Records from a data collection:

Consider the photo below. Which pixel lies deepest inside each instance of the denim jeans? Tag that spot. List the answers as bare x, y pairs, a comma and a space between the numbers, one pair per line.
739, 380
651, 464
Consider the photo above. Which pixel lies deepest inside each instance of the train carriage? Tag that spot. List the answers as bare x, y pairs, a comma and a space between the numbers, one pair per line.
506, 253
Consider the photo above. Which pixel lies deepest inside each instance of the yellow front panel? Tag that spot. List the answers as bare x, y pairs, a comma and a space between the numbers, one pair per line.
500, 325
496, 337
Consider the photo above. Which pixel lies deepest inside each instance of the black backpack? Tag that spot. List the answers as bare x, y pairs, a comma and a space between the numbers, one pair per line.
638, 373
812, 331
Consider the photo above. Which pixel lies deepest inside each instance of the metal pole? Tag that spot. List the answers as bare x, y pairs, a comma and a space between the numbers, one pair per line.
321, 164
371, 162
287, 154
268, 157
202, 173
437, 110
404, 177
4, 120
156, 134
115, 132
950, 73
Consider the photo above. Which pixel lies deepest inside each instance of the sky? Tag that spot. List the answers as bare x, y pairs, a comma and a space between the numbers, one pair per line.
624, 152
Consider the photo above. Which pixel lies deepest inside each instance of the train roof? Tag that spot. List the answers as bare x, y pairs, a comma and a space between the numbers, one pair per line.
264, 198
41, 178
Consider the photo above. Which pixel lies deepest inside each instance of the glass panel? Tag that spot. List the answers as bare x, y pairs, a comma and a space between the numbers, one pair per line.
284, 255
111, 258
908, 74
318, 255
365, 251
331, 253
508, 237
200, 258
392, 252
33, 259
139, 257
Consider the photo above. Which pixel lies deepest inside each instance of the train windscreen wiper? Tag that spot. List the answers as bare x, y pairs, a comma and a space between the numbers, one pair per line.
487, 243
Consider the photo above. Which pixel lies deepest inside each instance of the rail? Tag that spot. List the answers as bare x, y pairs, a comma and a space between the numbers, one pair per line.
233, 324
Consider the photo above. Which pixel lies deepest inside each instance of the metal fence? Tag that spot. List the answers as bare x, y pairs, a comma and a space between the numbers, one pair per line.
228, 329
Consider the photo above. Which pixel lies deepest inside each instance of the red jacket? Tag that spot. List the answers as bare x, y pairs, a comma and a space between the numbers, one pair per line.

Work request: Would you please reproduce all of the lines above exactly?

Result of this task:
Consider the photo below. Which pixel lies deepest inside each instance of the denim jeans? Tag that spot. List the answers as bare x, y pairs, a comma and a space between the numbers, one pair per line.
739, 380
651, 464
Consider the photo above. Which pixel lies deepest inside each instance of the train carriage? Tag that spot. List the answers as bare x, y pairs, a comma and a space between the numbers, one pair per line.
506, 253
Consider the photo above. Which pixel lies deepest inside each instance of the yellow front panel? Tag that spot. List the answers as bare x, y pairs, a comma and a space between the numbers, one pair per line.
500, 325
496, 337
Consider the photo above. Which pixel lies deepest inside each instance of the black backpack? Tag that spot. List the answers as bare x, y pairs, a comma and a space between the numbers, one pair per line.
638, 373
812, 331
Consider the photo above. Which pixel lies deepest inside each instance of the metal pole? Tag that spot. List the answers as bare x, y pairs, a comma and a space between the numbers, one pair per line.
321, 164
371, 162
287, 154
268, 157
202, 173
437, 110
404, 177
4, 120
156, 134
115, 132
950, 73
Consider the photo above. Which pixel lies deepest inside each instance of the sky? Tag that spot. List the answers as bare x, y pairs, a comma and a space between the numbers, one pair per line.
624, 152
Consider the photo above. Which pixel lies deepest inside each instance of the train roof? Tag that spot. List the answers as bare x, y pairs, a comma and a space between the numbers, one pair per line.
264, 198
41, 178
Consider the photo above. Which pixel lies deepest inside each instance of the glass panel? Tag that spot. List the answers as bare x, y pairs, a comma and a space between the numbers, one pair per line.
284, 255
111, 258
908, 74
318, 255
365, 251
331, 253
508, 237
200, 258
392, 252
33, 259
139, 257
Consider the photo above. Which pixel lies deepest inside each instance of the train windscreen wiper? Tag that spot. List the answers as bare x, y pairs, a comma and a space between the numbers, one pair per line.
487, 243
Consider the photo above. Which pixel lies deepest inside each instance of the rail? Tag that spot. List the answers as bare x, y pairs, a comma and a space between the numbers, one pair per line.
233, 324
Consider the photo above. Which pixel lies deepest inside each instance of the metal fence? Tag that spot. List the answers as bare x, y pairs, a comma and a space between the numbers, one pair per line.
228, 329
Consider the photo above. Which pixel lies deepest inside each instance of the red jacket? Tag that spot. List the answers as bare x, y pairs, a comma and a space between the numbers, one pair per line.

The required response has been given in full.